Exercise description. Please report how many lines in the data below contain the string "grass", matching case exactly, and give only the number.

- - -

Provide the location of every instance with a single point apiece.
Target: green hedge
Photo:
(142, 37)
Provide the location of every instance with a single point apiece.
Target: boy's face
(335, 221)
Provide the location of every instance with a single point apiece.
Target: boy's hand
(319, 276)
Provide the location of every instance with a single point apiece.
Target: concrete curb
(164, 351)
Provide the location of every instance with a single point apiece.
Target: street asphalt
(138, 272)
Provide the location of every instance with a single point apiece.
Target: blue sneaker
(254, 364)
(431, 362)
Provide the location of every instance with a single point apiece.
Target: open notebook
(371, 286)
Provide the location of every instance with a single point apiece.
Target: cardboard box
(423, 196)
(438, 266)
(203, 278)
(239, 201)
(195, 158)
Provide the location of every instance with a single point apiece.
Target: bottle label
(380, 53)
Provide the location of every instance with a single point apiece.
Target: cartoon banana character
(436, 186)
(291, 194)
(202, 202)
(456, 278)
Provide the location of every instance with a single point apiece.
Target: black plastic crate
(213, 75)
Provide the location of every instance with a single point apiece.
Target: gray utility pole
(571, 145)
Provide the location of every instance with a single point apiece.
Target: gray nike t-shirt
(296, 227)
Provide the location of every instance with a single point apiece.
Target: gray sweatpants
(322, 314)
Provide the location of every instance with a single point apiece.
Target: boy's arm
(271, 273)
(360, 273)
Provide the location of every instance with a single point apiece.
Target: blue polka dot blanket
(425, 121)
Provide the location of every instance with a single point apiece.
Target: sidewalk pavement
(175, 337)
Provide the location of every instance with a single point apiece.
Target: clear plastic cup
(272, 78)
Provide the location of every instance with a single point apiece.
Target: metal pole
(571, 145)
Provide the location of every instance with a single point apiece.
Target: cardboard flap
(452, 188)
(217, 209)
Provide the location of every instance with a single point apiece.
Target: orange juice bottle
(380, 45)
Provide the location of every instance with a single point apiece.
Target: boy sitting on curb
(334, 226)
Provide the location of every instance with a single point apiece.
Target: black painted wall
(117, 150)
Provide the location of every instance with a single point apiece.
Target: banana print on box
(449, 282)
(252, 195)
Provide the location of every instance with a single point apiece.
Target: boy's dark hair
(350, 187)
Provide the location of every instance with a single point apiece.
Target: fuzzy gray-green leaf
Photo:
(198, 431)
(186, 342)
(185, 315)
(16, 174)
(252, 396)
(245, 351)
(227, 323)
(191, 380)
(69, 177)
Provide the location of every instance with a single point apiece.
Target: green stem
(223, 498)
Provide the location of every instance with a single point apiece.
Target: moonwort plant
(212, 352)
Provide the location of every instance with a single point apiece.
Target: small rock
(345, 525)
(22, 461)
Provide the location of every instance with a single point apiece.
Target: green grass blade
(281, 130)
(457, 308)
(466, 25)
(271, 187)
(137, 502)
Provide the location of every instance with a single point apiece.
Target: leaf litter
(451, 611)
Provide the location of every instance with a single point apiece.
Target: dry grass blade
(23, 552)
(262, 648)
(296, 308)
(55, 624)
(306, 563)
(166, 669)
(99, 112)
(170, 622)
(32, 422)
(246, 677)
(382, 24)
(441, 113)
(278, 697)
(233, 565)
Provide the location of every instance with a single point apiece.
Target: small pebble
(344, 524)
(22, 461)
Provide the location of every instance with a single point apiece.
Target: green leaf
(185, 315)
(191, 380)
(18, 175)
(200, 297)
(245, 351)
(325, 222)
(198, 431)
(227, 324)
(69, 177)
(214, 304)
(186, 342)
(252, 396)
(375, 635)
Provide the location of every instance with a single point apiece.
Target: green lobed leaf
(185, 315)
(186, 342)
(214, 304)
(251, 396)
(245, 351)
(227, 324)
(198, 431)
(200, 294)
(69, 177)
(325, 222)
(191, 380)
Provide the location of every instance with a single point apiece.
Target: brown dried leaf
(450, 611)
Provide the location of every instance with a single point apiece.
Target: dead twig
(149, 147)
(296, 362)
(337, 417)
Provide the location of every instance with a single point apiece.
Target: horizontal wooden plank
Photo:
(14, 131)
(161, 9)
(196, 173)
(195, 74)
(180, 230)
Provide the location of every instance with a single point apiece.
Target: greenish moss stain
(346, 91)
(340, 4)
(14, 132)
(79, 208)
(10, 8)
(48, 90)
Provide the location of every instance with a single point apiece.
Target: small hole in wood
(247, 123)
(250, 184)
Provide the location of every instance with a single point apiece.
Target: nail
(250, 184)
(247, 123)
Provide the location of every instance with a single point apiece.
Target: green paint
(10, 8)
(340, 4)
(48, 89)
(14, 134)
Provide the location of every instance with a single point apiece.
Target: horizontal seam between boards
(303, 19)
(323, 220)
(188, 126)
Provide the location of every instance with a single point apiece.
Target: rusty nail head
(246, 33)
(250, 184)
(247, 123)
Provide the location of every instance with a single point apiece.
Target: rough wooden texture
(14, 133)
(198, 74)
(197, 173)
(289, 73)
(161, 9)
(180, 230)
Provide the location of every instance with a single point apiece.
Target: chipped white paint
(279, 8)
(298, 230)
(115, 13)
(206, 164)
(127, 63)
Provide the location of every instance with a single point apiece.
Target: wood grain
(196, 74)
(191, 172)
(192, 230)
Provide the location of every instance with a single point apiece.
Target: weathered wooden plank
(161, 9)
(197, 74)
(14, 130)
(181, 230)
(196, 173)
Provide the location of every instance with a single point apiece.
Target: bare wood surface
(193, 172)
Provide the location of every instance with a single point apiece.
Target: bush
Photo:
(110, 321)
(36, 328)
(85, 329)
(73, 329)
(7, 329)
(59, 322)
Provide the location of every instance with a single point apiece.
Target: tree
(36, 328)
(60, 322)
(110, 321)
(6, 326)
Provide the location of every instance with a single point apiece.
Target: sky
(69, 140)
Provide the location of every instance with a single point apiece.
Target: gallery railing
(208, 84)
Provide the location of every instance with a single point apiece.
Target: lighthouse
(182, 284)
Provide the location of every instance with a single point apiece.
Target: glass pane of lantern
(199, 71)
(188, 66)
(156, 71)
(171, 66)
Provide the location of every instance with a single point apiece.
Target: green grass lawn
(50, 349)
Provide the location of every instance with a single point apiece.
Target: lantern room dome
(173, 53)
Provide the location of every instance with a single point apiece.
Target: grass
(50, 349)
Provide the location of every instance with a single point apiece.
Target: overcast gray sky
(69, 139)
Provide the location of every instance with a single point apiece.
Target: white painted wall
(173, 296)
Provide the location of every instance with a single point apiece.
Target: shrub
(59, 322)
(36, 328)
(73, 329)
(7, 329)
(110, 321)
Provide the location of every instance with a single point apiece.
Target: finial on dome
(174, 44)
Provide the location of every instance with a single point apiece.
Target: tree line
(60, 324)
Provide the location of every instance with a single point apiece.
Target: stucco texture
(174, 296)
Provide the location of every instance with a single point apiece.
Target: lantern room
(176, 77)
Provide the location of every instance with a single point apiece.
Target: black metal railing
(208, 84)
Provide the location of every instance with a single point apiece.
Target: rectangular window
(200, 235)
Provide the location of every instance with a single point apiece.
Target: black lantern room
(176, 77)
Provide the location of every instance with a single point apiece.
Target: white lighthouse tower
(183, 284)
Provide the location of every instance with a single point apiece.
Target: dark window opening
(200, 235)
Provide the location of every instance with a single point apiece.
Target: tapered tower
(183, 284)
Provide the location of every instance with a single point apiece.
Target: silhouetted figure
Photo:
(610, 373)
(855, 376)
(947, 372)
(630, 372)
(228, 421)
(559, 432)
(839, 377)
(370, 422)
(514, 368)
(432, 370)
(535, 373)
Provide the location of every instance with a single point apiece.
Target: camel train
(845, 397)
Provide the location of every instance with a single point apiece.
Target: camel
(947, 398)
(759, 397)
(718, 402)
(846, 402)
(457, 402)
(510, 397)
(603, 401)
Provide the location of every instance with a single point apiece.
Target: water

- - -

Solution below. 4